### Source passage
Janeen Brian was educated at Hopetoun School, Brighton (1952-53), Brighton Primary School (1954-60), and Brighton High School (1960-64), then trained as a teacher at Wattle Park Teachers' College (1965-66). She spent over twenty years teaching a variety of ages and subject areas, including as a junior primary and primary teacher, a teacher-librarian, a drama teacher, a language teacher to mature-age Indigenous Australian students, and a demonstration teacher for student teachers, before becoming a free-lance writer.
She was a member of Patch Theatre (the professional children's theatre) from 1980 to 1984, and in 1984 toured to the far north of SA to the Aboriginal settlements of Fregon, Amata, Ernabella and Indulkna, Alice Springs. As a member of "Amazing Holmes", she has taken part in dramatised readings of Conan Doyle's Sherlock Holmes stories, presented in restaurants and wineries. She has also worked for over twenty years on radio and television commercials. She spent 6 months writing and presenting comedy on Radio 5UV. In 1994-1995, she was a storyteller for Fairy Bay, a shop dealing with fairies and folklore.

### Task statement
Continue the biographical passage on Janeen Brian's schooling, teaching, and performance work, starting after its final sentence.

### Source information

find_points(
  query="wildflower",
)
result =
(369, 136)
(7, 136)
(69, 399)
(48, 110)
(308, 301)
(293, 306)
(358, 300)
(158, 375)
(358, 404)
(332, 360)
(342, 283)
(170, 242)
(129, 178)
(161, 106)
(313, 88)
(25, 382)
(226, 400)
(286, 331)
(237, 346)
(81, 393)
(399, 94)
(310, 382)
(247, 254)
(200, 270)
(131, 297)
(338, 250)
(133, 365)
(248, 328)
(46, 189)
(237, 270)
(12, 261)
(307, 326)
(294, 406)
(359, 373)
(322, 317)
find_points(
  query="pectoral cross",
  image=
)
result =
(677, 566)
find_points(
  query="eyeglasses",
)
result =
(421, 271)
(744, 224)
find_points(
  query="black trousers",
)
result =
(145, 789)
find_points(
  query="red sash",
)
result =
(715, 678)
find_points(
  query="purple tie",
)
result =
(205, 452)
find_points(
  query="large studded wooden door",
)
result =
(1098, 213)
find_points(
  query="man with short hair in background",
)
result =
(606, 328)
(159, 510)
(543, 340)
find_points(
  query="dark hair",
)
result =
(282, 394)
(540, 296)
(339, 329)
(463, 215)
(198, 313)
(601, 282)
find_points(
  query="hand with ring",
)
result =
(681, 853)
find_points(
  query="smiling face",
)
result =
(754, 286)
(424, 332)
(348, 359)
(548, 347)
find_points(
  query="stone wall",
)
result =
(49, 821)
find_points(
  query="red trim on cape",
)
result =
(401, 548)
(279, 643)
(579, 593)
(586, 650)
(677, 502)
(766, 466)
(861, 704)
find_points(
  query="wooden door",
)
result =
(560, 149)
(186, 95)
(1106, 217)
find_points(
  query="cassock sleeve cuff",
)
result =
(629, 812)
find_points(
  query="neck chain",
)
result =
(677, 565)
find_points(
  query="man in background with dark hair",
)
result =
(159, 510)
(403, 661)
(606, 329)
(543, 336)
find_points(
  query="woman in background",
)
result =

### Result of the task
As well as the creative writing listed on AustLit, she has written journal articles for a number of periodicals, and has written books for children on a variety of subjects including natural landforms, rescues and making masks. She has had stories, poems and plays published in Australia and the USA, and has written TV scripts for the children's show Here's Humphrey and a script for the Adelaide Women's & Children's Hospital. She has had poems read on Radio 5UV.
In 1987, she won an Ian Mudie Award for her article "The Dreaming Dying", and in 1991 "Dispossession" was Commended by the Casino Beef Week Promotions and Casino Writers' Group. Also in 1991 in the Coolum & Interstate Writers' Association, her "Emergency" was Highly Commended. In the Maryborough Writers' Group Golden Wattle Festival (1991), her short story "Spanish Queen" and her poem "Ward 5" were commended. "Ward 5'' came second in the Eaglehawk & Dahlia Festival Awards 1991. Her information book PILAWUK - When I Was Young won Honour Book in the Children's Book Council book awards for 1997, and was shortlisted in the Eve Pownall Award for Information Books. She won 1st prize in the Children's Story Section in 1997 for her story, "Pegasus". Her non-fiction books for children, Max Colwell and Maria Donato, were commended in Equal Opportunity Achievement Awards 1999 in recognition of the International Year of the Older Person. Her children's story "Small Frog, Balong" was Highly Commended in Midlands Literary Competition 1999, and her poem "Siren Rivers" was Highly Commended in the Gawler Poetry Competition 2000.